Nothing in the entries may be dropped: restate them word for word.

RECORD EXCERPTS: Begin

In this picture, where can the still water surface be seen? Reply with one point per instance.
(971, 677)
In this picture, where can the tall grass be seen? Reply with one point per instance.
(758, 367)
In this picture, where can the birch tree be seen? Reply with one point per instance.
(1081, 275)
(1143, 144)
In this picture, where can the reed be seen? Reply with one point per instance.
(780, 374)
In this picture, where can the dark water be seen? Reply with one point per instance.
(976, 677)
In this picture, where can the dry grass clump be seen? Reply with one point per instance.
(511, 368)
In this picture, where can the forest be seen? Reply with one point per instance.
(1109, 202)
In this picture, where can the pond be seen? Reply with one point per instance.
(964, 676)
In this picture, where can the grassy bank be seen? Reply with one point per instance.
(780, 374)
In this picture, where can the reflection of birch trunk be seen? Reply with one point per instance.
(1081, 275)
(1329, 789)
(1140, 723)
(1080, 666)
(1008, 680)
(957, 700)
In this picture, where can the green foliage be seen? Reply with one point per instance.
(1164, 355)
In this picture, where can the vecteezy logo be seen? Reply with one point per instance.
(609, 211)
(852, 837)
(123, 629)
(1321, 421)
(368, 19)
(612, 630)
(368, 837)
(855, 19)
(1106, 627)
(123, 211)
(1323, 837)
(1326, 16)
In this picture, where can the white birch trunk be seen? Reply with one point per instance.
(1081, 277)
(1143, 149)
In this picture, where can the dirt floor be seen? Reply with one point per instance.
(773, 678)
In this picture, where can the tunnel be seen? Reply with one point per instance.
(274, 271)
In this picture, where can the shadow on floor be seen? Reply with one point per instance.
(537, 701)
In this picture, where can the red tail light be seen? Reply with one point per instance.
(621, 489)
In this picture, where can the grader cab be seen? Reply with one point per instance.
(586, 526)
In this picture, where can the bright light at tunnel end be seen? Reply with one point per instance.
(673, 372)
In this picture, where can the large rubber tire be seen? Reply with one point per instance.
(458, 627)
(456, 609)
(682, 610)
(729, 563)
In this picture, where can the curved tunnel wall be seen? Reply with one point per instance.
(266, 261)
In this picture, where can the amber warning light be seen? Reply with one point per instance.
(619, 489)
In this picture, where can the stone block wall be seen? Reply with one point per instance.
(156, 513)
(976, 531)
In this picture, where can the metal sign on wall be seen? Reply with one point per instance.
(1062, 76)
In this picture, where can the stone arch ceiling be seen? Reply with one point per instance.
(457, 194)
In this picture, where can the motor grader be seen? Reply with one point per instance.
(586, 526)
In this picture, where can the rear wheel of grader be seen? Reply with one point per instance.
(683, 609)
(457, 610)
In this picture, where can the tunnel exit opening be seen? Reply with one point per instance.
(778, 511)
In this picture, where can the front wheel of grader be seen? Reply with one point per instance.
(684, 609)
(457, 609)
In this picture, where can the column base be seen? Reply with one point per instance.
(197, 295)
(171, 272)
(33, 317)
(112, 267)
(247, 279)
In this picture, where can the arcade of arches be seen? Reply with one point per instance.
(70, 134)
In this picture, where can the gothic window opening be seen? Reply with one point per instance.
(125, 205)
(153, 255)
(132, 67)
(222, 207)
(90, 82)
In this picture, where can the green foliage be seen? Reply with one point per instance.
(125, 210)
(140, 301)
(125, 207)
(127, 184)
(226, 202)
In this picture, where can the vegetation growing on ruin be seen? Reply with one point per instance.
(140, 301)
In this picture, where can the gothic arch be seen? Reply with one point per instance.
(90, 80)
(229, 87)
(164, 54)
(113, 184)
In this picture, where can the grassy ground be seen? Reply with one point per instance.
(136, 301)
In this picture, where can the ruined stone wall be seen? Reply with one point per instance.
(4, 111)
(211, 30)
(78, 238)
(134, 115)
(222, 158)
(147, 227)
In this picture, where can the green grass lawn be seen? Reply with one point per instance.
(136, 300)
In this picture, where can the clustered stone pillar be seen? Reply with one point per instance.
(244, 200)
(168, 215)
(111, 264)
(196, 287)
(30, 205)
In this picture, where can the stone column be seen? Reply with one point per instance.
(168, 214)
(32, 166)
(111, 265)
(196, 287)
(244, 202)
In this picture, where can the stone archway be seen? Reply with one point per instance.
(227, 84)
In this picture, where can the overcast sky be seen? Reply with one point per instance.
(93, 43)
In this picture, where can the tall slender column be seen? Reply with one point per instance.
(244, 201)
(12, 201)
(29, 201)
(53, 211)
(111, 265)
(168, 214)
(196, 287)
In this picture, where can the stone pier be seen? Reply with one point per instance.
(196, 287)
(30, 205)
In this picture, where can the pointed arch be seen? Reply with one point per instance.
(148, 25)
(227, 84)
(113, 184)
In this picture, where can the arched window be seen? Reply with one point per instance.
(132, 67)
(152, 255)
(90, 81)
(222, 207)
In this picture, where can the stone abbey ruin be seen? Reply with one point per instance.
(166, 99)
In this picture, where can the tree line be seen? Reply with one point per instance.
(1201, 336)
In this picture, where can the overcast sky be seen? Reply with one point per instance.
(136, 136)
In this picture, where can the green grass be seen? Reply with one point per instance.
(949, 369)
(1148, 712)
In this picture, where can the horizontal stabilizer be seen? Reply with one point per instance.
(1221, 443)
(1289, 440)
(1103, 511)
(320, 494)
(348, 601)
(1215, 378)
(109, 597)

RECORD EXCERPTS: End

**ANSWER SPACE:**
In this picture, where can the still water surface be seen? Reply with one point per instance.
(971, 677)
In this picture, where can the tall grass be seen? Reply with one point per instance.
(758, 367)
In this picture, where can the birch tree be seen? Reply with one point per instance.
(1081, 275)
(1143, 144)
In this picture, where can the reed be seen? Reply with one point per instance.
(780, 374)
In this picture, where can the dark water be seen? Reply with one point per instance.
(976, 677)
In this picture, where can the dry grass clump be seen? Reply with one point per instance.
(511, 368)
In this picture, where can the forest be seen? Reply with one point per instance.
(1109, 202)
In this picture, where can the pond be seen? Reply with one point per instance.
(964, 676)
In this picture, where can the grassy bank be seen? Reply with one point per instance.
(780, 374)
In this picture, where can the reflection of birch trunk be seen? Reply with one point per instance.
(1081, 275)
(1329, 789)
(1140, 723)
(1080, 666)
(1008, 680)
(957, 700)
In this picture, where can the green foliage be seen? Reply with one point per instance.
(1164, 355)
In this picture, where can the vecteezy logo be seen? Reply with one point per instance.
(609, 211)
(852, 837)
(123, 629)
(1321, 421)
(368, 19)
(612, 630)
(368, 837)
(855, 19)
(1106, 627)
(123, 211)
(1323, 837)
(1326, 16)
In this picture, where can the white birch trunk be seen? Reply with one point per instance.
(1081, 277)
(1143, 149)
In this picture, where can the dirt floor be seen? Reply with one point per instance.
(773, 678)
In this picture, where can the tunnel be seen? Reply with one point per instance.
(274, 271)
In this picture, where can the shadow on floor be seen? Reply with one point per instance.
(537, 701)
In this picture, where can the red tail light be seen? Reply with one point per instance.
(621, 489)
In this picture, where can the grader cab be seen? Reply with one point per instance.
(586, 526)
In this picture, where can the bright light at tunnel end be seen? Reply with one point per instance.
(673, 372)
In this picture, where can the large rubber tire be seen? Reply with one point per instance.
(458, 627)
(456, 609)
(682, 610)
(729, 563)
In this picture, where can the curved tunnel wall be seen? Reply with one point per instance.
(266, 261)
In this picture, where can the amber warning light be seen? Reply with one point per instance.
(619, 489)
In this picture, where can the stone block wall be seen? Reply with one point per instance.
(156, 513)
(976, 531)
In this picture, where can the metal sign on wall be seen? Reply with one point per instance.
(1062, 76)
In this picture, where can the stone arch ceiling be seen? Reply with one point per instance.
(457, 194)
In this picture, where can the motor grader be seen? Reply with one point per instance.
(586, 526)
In this picture, where can the rear wheel of grader be seen? Reply with one point per instance.
(683, 609)
(457, 610)
In this picture, where can the tunnel exit opening be seen? Reply with one point per instance.
(778, 511)
In this picture, where can the front wheel of grader be seen? Reply with one point per instance.
(684, 609)
(457, 609)
In this picture, where can the column base be seen? Reply with one point per instance.
(197, 295)
(171, 272)
(33, 317)
(112, 267)
(247, 279)
In this picture, where can the arcade of arches be seen? Reply with one point per instance.
(70, 134)
In this picture, where can the gothic window opening be seen? Reply with one point per instance.
(125, 205)
(153, 255)
(132, 67)
(222, 207)
(90, 82)
In this picture, where can the green foliage be seen? Reply with one point per instance.
(125, 210)
(140, 301)
(125, 207)
(127, 184)
(226, 202)
In this picture, where can the vegetation growing on ruin be seen? Reply with one point per instance.
(140, 301)
In this picture, where can the gothic arch be seen? Reply with one point per instance.
(90, 80)
(229, 87)
(164, 54)
(113, 184)
In this picture, where can the grassy ground be seen? Reply with one point per instance.
(136, 301)
In this picture, where can the ruined stone wall be seen? Reply with one point per instance.
(4, 111)
(211, 30)
(78, 238)
(134, 115)
(222, 158)
(147, 227)
In this picture, where can the green grass lawn be seen? Reply with one point per instance.
(136, 300)
In this picture, where can the clustered stone pillar be seen? Reply with one point per instance.
(244, 200)
(168, 215)
(111, 264)
(196, 287)
(30, 205)
In this picture, where can the stone column be seen? Reply with one point per instance.
(168, 214)
(32, 166)
(111, 265)
(196, 287)
(244, 202)
In this picture, where can the stone archway be seen? Reply with one point per instance.
(227, 84)
In this picture, where can the overcast sky be seen? Reply with one point per instance.
(93, 43)
In this picture, where can the tall slender column be seen? Reply with one point per instance.
(244, 201)
(12, 201)
(29, 201)
(53, 211)
(111, 265)
(168, 214)
(196, 287)
In this picture, where can the stone pier be seen? Reply with one point per instance.
(196, 287)
(30, 205)
In this picture, where can the pointed arch be seen? Reply with one point per instance.
(148, 25)
(227, 84)
(113, 184)
In this picture, where can the arched window be seen? Reply with one point per instance.
(132, 67)
(152, 255)
(90, 81)
(222, 207)
In this picture, where can the stone abbey ruin be seen? Reply with one point per instance.
(166, 99)
In this picture, where can the tree line be seen? Reply with one point per instance.
(1201, 336)
In this picture, where can the overcast sky be seen? Reply with one point per instance.
(136, 136)
In this picture, where can the green grass be seen? Reply with one point per instance.
(949, 369)
(1148, 712)
In this picture, where can the horizontal stabilizer be seen? Reply with one point per instance.
(1221, 443)
(1289, 440)
(1103, 511)
(320, 494)
(348, 601)
(1215, 378)
(109, 597)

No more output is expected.